### Prompt
Continue the passage on HIV immune escape and disease progression, starting right after its final sentence.

### Passage provided
****************

HIV evades or adapts to immune pressure
Our work has shown that HIV is very adept at evading the body’s immune responses to the virus. The main way it does this is by developing mutations that enable the virus not to be recognised by a person’s immune system. At the same time it continues to replicate and reproduce itself.
Our work shows that although this immune escape is common, in some cases the virus develops mutations that cripple it, making it unable to continue replicating efficiently.
We have identified some of the regions of virus that are vulnerable that cripple the virus if it is targeted by the immune system. These regions of viral vulnerability could be included in HIV vaccines so that the body makes an immune response against these regions of the virus ensuring that the immune system cripples the virus. This may be an effective way to make an HIV vaccine or achieve natural control of the virus in those already infected.
But that’s not the end of the story. There’s a further complication because we’ve also discovered that the virus can acquire new mutations that restore its ability to replicate efficiently. But we think that there may be ways to block or limit escape. The viral regions of vulnerability that we have identified could be good candidates for vaccines designed to disable virus replication.
Genetic and viral factors matter
There is a lot of variability in HIV disease progression.
Without antiretroviral therapy, most HIV infected people develop full blown AIDS within 10 years. But some people succumb more rapidly, within two years. There is also a rare group of individuals known as elite controllers who have been shown to live with HIV for more than 20 years with almost undetectable viral load and without developing AIDS.

****************

### Provided records
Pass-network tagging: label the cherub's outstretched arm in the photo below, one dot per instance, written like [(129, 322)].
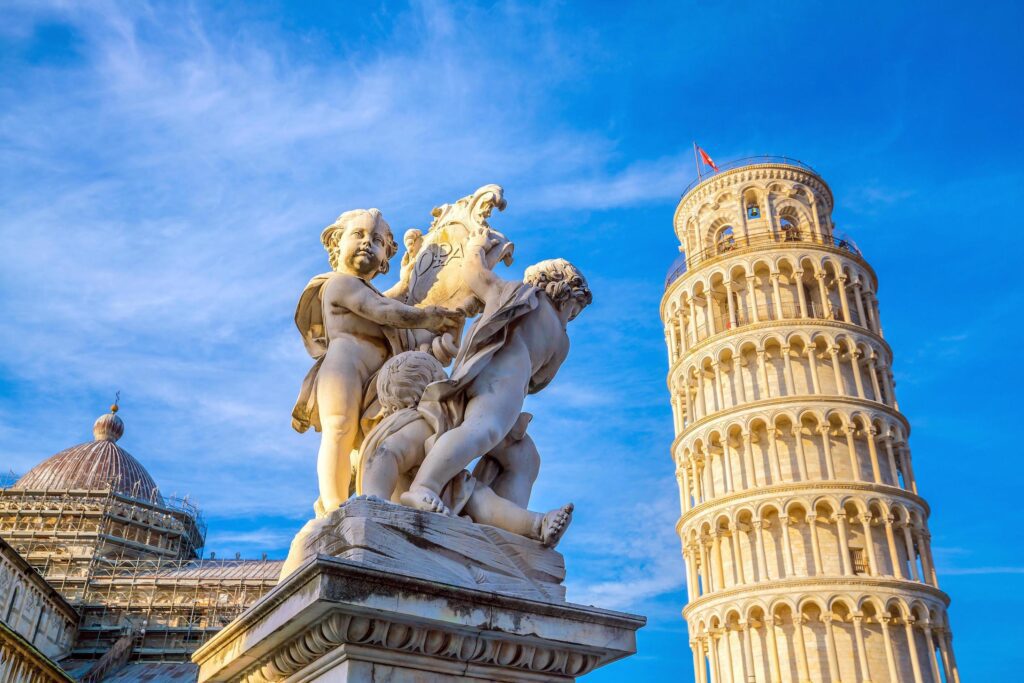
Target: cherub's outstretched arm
[(477, 271), (414, 242), (355, 296)]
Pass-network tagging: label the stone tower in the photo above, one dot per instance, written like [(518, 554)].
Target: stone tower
[(805, 539)]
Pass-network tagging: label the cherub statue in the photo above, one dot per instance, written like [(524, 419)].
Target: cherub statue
[(514, 348), (396, 445), (351, 329)]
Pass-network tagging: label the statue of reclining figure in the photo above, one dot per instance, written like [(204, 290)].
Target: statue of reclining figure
[(396, 446)]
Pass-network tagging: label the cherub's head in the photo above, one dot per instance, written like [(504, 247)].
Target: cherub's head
[(563, 284), (359, 243), (401, 380)]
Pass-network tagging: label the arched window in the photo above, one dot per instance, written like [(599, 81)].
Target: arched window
[(790, 230), (725, 240)]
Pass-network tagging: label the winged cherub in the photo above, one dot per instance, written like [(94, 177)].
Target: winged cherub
[(351, 329)]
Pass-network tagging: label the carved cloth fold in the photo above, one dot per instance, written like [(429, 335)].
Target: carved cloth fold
[(458, 492), (484, 338), (309, 319)]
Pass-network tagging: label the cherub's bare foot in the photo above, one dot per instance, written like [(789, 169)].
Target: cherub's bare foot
[(422, 498), (554, 525)]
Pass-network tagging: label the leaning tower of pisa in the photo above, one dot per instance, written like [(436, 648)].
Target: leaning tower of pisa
[(805, 538)]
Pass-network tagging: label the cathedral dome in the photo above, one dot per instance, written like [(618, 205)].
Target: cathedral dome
[(94, 465)]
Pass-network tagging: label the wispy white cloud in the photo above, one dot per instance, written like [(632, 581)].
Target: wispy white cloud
[(165, 191)]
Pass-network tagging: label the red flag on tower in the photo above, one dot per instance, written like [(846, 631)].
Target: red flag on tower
[(706, 159)]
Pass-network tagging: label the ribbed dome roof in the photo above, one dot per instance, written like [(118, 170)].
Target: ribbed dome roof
[(94, 465)]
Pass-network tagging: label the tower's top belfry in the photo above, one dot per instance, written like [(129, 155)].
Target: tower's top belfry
[(752, 201)]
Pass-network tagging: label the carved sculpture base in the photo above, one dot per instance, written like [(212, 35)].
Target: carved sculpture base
[(416, 596)]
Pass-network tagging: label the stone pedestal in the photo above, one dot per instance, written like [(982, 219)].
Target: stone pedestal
[(414, 596)]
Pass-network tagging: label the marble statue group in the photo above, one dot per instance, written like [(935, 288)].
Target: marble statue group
[(394, 424)]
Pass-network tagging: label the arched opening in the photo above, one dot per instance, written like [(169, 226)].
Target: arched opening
[(790, 229), (725, 240)]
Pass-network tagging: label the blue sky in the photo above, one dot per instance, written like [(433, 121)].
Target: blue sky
[(166, 169)]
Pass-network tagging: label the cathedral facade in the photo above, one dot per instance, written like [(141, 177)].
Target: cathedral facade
[(804, 535), (119, 581)]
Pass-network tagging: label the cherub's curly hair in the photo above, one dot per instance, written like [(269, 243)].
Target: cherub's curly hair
[(332, 233), (560, 281), (401, 380)]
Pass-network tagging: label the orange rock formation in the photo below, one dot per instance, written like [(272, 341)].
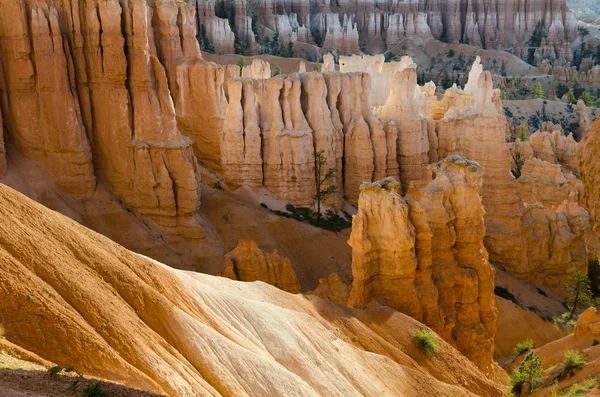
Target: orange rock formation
[(247, 262), (88, 303), (427, 258)]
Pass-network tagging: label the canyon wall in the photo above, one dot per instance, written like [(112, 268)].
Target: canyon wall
[(247, 262), (108, 89), (273, 127), (377, 26), (426, 258)]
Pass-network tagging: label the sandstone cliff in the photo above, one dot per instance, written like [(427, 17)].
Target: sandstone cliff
[(85, 79), (589, 170), (247, 262), (355, 25), (445, 279), (119, 316)]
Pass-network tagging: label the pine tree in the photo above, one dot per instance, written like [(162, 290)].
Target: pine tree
[(587, 98), (580, 293), (241, 63), (324, 181), (529, 373), (571, 97), (538, 91)]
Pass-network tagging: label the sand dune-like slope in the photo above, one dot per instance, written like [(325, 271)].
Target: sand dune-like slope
[(75, 298)]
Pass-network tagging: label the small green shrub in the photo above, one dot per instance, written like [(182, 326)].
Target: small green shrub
[(572, 361), (523, 347), (529, 373), (577, 389), (505, 293), (427, 341), (94, 390)]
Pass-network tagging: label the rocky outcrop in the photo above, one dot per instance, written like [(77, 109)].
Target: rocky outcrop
[(138, 322), (589, 170), (2, 151), (42, 115), (460, 267), (427, 258), (288, 118), (402, 107), (585, 119), (545, 183), (554, 147), (77, 86), (471, 127), (247, 262), (333, 289), (257, 70), (378, 26), (556, 245)]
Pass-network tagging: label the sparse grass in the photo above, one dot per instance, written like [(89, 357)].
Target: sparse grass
[(565, 319), (330, 221), (578, 389), (94, 390), (523, 347), (572, 362), (427, 341)]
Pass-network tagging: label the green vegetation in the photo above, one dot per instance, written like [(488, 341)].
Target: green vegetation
[(580, 294), (578, 389), (538, 91), (571, 98), (523, 347), (331, 221), (572, 362), (528, 374), (289, 53), (241, 63), (427, 341), (536, 40), (317, 37)]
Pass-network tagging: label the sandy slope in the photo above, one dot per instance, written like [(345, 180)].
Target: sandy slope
[(227, 217), (75, 298)]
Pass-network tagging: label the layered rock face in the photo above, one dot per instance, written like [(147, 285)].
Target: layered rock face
[(427, 258), (42, 115), (274, 126), (2, 151), (589, 170), (138, 322), (94, 78), (247, 262), (376, 26), (333, 289)]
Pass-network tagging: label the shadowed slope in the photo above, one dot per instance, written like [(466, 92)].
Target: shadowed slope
[(76, 298)]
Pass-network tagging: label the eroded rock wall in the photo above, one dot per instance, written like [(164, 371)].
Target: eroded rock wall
[(247, 262), (94, 78), (275, 125), (377, 26), (426, 258)]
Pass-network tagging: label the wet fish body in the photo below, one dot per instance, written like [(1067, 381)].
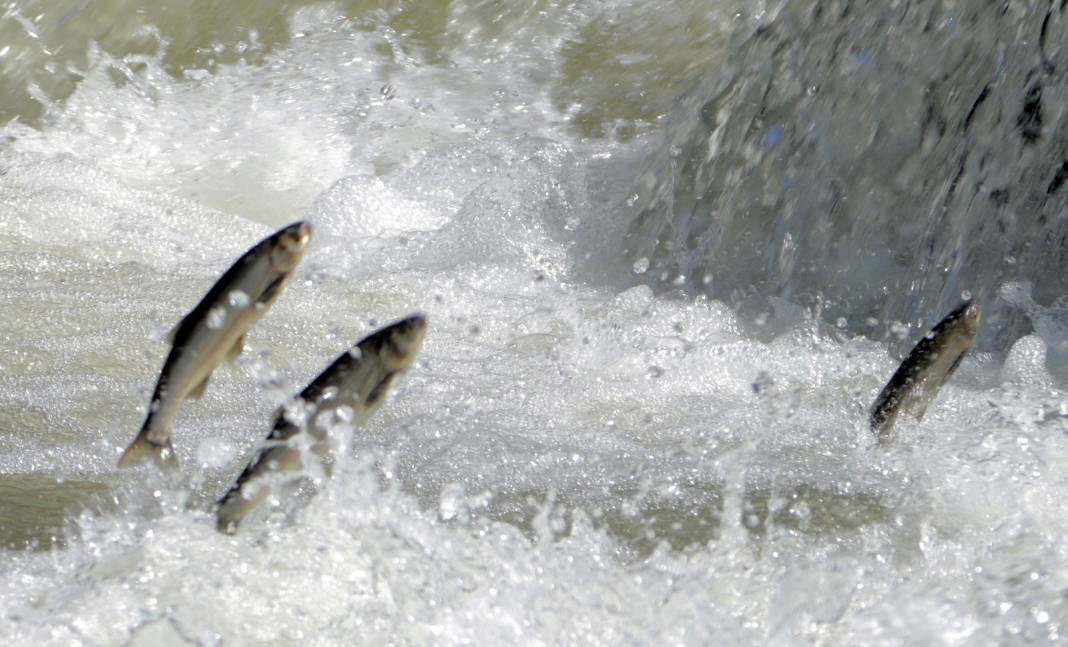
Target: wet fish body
[(351, 389), (935, 358), (215, 331)]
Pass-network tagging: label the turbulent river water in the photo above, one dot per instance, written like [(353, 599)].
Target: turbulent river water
[(670, 252)]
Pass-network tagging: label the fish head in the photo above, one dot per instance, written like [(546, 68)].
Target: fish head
[(289, 246), (404, 341), (969, 319)]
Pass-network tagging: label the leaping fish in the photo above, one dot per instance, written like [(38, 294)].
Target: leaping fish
[(930, 363), (214, 331), (358, 380)]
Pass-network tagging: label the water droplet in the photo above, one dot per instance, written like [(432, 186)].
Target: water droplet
[(239, 299)]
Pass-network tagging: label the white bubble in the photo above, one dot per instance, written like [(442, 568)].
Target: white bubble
[(239, 299), (216, 317)]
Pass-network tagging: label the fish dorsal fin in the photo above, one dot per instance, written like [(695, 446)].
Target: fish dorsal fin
[(173, 333), (236, 348), (198, 391)]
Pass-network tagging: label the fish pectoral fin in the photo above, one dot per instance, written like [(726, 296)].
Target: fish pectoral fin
[(236, 349), (198, 391)]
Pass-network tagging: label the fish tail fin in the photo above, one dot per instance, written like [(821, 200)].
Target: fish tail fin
[(143, 447)]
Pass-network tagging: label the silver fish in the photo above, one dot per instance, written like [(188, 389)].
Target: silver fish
[(215, 331), (350, 389), (930, 363)]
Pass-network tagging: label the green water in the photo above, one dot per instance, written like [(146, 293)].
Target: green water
[(612, 69)]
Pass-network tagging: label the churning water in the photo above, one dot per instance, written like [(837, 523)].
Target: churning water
[(670, 254)]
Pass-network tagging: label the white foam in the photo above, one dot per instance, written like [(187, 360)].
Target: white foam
[(553, 434)]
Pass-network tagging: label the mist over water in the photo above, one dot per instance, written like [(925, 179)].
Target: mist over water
[(633, 421)]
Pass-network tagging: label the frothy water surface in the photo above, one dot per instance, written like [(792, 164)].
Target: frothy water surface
[(570, 461)]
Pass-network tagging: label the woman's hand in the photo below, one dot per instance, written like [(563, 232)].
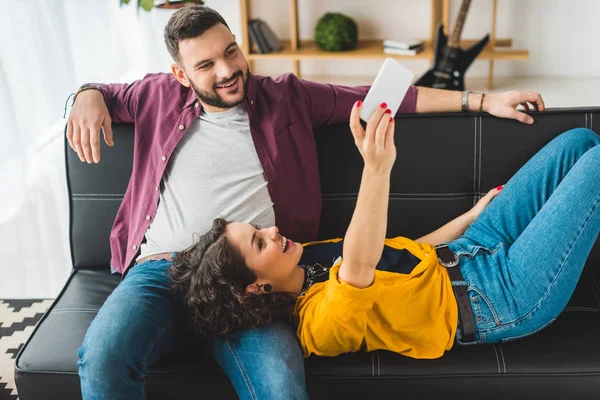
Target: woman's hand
[(376, 144), (483, 203)]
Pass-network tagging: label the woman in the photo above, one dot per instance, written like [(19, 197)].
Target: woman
[(519, 261)]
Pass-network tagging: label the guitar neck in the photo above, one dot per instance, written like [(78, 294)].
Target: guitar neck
[(454, 39)]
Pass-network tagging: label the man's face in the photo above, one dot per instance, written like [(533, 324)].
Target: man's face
[(215, 67)]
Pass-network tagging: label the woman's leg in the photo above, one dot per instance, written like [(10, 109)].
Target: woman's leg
[(545, 262), (541, 233), (137, 325), (263, 363), (524, 195)]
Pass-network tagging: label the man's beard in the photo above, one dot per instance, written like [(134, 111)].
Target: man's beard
[(213, 99)]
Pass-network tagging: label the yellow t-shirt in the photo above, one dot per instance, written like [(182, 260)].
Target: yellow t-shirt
[(413, 314)]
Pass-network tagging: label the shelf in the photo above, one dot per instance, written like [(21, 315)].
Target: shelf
[(374, 49)]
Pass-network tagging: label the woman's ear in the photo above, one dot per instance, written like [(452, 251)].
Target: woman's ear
[(258, 288), (253, 288)]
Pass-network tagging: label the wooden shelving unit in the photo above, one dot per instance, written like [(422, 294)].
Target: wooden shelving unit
[(296, 50)]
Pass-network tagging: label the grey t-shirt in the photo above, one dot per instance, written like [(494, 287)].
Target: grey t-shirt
[(213, 172)]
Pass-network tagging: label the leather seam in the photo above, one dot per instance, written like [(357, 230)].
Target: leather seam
[(373, 364), (97, 199), (98, 194), (594, 287), (242, 370)]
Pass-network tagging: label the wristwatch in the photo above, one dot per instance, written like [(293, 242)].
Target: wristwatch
[(465, 100)]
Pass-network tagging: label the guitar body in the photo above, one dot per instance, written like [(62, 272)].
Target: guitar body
[(450, 63)]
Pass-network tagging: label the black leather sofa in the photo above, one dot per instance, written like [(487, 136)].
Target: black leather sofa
[(445, 163)]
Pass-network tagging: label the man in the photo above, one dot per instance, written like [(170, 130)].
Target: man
[(212, 139)]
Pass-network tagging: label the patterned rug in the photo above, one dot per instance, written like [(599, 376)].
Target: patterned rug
[(17, 320)]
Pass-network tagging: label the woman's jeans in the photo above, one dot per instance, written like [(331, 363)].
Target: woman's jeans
[(522, 257), (140, 323)]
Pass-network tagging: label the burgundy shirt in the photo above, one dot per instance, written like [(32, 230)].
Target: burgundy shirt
[(283, 112)]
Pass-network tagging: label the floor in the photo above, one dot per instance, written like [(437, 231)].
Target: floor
[(17, 321)]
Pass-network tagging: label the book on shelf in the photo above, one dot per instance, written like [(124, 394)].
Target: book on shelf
[(256, 36), (270, 37), (405, 52), (405, 44), (263, 36)]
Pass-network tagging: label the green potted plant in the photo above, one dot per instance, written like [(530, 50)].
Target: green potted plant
[(336, 32)]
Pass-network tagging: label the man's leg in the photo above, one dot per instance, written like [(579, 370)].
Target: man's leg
[(138, 324), (263, 363)]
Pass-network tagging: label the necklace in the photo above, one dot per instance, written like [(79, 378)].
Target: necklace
[(311, 272)]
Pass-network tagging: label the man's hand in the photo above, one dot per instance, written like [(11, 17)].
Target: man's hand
[(504, 105), (88, 115)]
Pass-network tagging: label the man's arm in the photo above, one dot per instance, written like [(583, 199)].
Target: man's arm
[(501, 105), (121, 100), (96, 108), (449, 232)]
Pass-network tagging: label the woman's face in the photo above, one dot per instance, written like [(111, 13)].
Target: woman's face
[(272, 257)]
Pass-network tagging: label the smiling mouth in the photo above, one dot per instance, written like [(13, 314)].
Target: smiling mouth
[(228, 84), (286, 244)]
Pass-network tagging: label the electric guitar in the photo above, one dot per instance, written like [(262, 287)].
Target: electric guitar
[(450, 61)]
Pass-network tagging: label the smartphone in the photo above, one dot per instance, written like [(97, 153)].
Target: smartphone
[(390, 86)]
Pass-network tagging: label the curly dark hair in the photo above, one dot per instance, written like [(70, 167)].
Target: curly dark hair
[(211, 277)]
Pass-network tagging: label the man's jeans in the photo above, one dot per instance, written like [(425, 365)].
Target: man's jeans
[(522, 257), (140, 323)]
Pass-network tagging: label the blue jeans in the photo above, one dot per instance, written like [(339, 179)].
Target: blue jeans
[(140, 322), (522, 257)]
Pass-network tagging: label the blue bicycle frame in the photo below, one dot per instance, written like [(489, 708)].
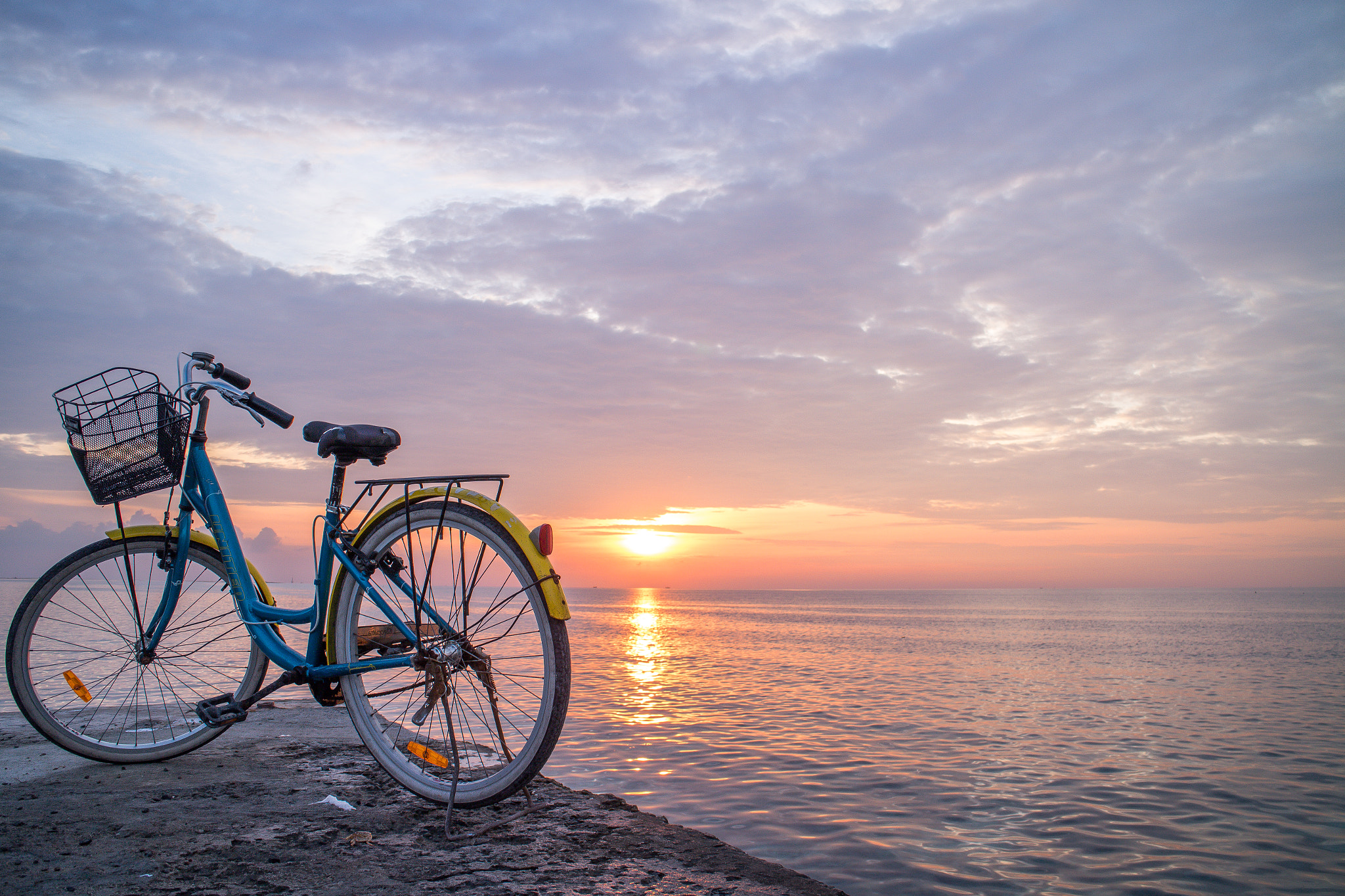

****************

### Final answer
Our group and others have shown that variability in disease progression can be explained by differences in genetic factors that govern the immune response.
Some people are naturally equipped with better genetic makeup that enables them to develop a very good immune response that can fight off the virus and control it. But in almost all cases, a robust and good immune response eventually leads to immune escape in the virus, which means that the virus acquires changes that enable it to hide from the immune system.
But some of these mutations can cripple the virus.
People infected with HIV but with superior immune responses – or with a virus that has been crippled by the immune system end up living long healthy lives without antiretroviral drugs.
This kind of knowledge is very useful for the potential development of vaccines.
The influence of viral genetic factors
One of the defining characteristics of the HIV/AIDS epidemic is that there are multiple genetic strains (known as subtypes or clades) that are unevenly spread throughout the world.
We have demonstrated that some regions of HIV differ in biological activity according to HIV subtypes, and these differences are consistent with reported differences in rates of disease progression.
For example, our work shows that there are characteristics in the Gag region (a specific part of the HIV virus) that make subtypes B and D able to replicate more efficiently than subtypes A and C, which may explain why subtypes B and D are associated with faster disease progression compared to A and D in some population-based studies.
Paradoxically, it appears that the subtypes that replicate less efficiently such as A and C are more successful in infecting more people, perhaps because infected people live longer with these viruses.
The work helps to explain how HIV affects the rate of disease progression in individuals and how in general epidemics spread and change over time. This kind of knowledge is important for predicting the spread of epidemics and how to combat outbreaks so that they do not cause massive suffering as has been the case with HIV and viruses such as Ebola.